◆ REQUIRED TASKS
- 1) Reproduce word for word the stretch of the Cradle Will Rock review from "No, this is" through "West Side Story).".
- 2) According to the Cradle Will Rock review, who directed the original 1937 musical?
- 3) Continue the Cradle Will Rock review from the point where it stops.

◆ TEXT EXCERPT
========

Star-laden (John Cusack, Joan Cusack, Bill Murray, Vanessa Redgrave, Susan
Sarandon, John Torturo and Emily Watson, and acclaimed actor Tim Robbins,
as director, to name but a few), Cradle Will Rock has the shadow of
Orson Welles looming over it. It was Welles who directed the original 1937
musical (produced by John Houseman) that was shut down by government injunction
for the cast's alleged left wing politics. Quoting the press release that
came with this disc, "It was performed guerrilla-style in an empty theatre
without costumes, scenery or props. The music was composed by Marc Blitzstein,
who fashioned his labour opera somewhere between realism, romance, satire,
vaudeville, comic strip, Gilbert and Sullivan, Brecht and Weill..."
No, this is no comfortable M-G-M musical but biting satire. Ruritania and
back-stage romance ditched for grubby reality and factory strikes. Its down-to
earth reality influenced a new generation of composers notably Leonard Bernstein
(think of West Side Story).
David Robbins not only arranged, produced and recorded Blitzstein's music
but also wrote additional original music for the film seeking a balance between
many different types of music to provide a 1930s feel that would compliment
Blitzstein's music. Accordingly Robbins immersed himself in klezmer, Hungarian
gypsy, Italian and Irish folk songs, Spanish dance, American jazz and vaudeville.
The instrumentalists on this recording play Blitzstein's original arrangements
and orchestrations that were unable to be performed in 1937. The combo comprises:
snare drum, trumpet, trombone, clarinet, sax and accordion, all adding richness
and zest to the piano parts. [These same musicians appear in the film.] 'Cradle
Opening Theme' has this ethnic mix with fiddle, banjo, clarinet prominent
but all sounding terribly world-weary. This despondency in varying degrees
stalks most of the nine or ten instrumental numbers but I hasten to add they
are not displeasing to the ear. Their colour and use of imaginative instrumental
groupings hold the attention and there are tango ('Diego gets Thrown Out')
and conga ('Renegade Conga') rhythms to add some zest. I would mention one
cue, 'Marc in the Park' a curious piece in accented hesitant-step rhythm
that is a memorable character vignette.
Most of the vocals were performed by the actors. Generally, musical numbers
in a film are lip-synced but it was felt that to preserve the desired feeling
of reality, it was better to have "the immediacy, nervousness, imperfection
and excitement of live performances."

========

(Excerpts of pointing data)
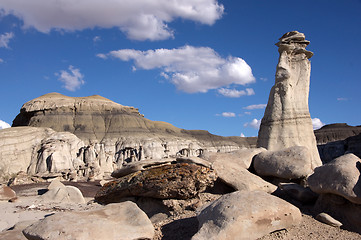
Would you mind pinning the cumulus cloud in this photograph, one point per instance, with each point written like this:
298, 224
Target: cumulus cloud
190, 69
138, 19
255, 123
316, 123
4, 125
234, 93
97, 39
72, 79
5, 39
255, 106
228, 114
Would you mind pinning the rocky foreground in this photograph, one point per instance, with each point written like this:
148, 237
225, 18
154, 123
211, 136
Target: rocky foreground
88, 168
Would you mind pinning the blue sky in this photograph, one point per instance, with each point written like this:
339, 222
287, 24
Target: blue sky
196, 64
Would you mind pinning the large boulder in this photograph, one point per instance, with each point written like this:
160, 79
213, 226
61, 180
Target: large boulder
245, 215
176, 180
231, 169
341, 210
336, 132
341, 176
120, 134
243, 157
286, 121
114, 221
291, 163
58, 192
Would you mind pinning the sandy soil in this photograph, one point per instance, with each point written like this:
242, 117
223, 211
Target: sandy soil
178, 226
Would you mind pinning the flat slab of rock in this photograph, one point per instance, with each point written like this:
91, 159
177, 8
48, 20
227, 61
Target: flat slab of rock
179, 180
115, 221
245, 215
341, 176
290, 163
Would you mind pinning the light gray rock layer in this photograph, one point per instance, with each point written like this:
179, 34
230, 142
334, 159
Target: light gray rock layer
341, 176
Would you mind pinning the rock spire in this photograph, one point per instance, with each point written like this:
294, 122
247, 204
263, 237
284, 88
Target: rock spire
286, 121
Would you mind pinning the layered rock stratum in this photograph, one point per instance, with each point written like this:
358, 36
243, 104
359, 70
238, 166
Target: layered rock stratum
286, 121
92, 136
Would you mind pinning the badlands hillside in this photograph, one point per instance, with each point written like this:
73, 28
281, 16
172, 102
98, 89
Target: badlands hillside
89, 168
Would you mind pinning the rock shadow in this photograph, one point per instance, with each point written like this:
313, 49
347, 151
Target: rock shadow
182, 229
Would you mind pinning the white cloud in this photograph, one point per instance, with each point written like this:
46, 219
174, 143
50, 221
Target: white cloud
4, 125
191, 69
138, 19
228, 114
234, 93
72, 80
256, 106
316, 123
97, 39
254, 124
5, 39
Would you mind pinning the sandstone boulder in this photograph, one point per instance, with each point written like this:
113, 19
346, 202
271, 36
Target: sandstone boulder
298, 192
245, 215
340, 176
120, 134
178, 180
15, 232
234, 174
340, 210
291, 163
336, 132
58, 192
123, 221
286, 121
17, 147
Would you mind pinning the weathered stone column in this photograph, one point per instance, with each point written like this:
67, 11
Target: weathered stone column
286, 121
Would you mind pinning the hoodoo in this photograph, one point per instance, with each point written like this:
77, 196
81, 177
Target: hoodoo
287, 120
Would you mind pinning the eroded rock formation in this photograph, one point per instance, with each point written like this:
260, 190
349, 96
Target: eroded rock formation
287, 120
119, 134
169, 180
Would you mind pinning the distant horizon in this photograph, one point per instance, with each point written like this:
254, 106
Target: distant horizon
198, 66
4, 125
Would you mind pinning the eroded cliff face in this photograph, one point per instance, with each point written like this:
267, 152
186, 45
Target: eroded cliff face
112, 135
287, 120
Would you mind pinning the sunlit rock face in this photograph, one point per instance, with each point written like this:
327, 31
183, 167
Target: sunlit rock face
114, 135
287, 120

========

◆ RESULTS IN ORDER
- 1)
No, this is no comfortable M-G-M musical but biting satire. Ruritania and
back-stage romance ditched for grubby reality and factory strikes. Its down-to
earth reality influenced a new generation of composers notably Leonard Bernstein
(think of West Side Story).

- 2) Orson Welles

- 3)
The score opens with a dirge-like, hollow-sounding song 'Nickel Under the
Foot' that suggests hopelessness with Polly Jean Harvey despairing about
men and the grind of working life. "Some guy's an ace, without a doubt, turns
out to be a bastard - and the other way about" and "if you're sweet you'll
grow rotten, " she sings. Emily Watson adds off-key gloom with 'Molly's Song'
in which she bemoans that she can only work on two days of the week and needs
to eat on the rest. Here I would like to raise a point. Miss Watson's enunciation
is not as clear as it could be and one has to strain, with little success
I might add, to hear what she is singing. In a show like this lyrics are
as important as the spoken dialogue. Instead of so many pictures on their
very long fold-out booklet, it would have helped if RCA had printed the lyrics
of these songs. This would have helped us to savour to the full the irony
and biting satire of these songs. In 'Joe Worker', Audra Mcdonald proclaims
that the worker is "gypped from the start
feed him out of the garbage
cans, house him in the slums." "Reverend Salvation" sets its targets at the
church, its priests bending with the wind of prevailing opinion but always
eager for full collection boxes. As war threatens Reverend Salvation insists
"thou shalt not kill..peace at any price - Collection!." When peace is threatened
he insists peace, inner peace is the thing but that Americans cannot countenance
peace without honour - Collection! Then, when war comes, it is a war to end
the war - Collection!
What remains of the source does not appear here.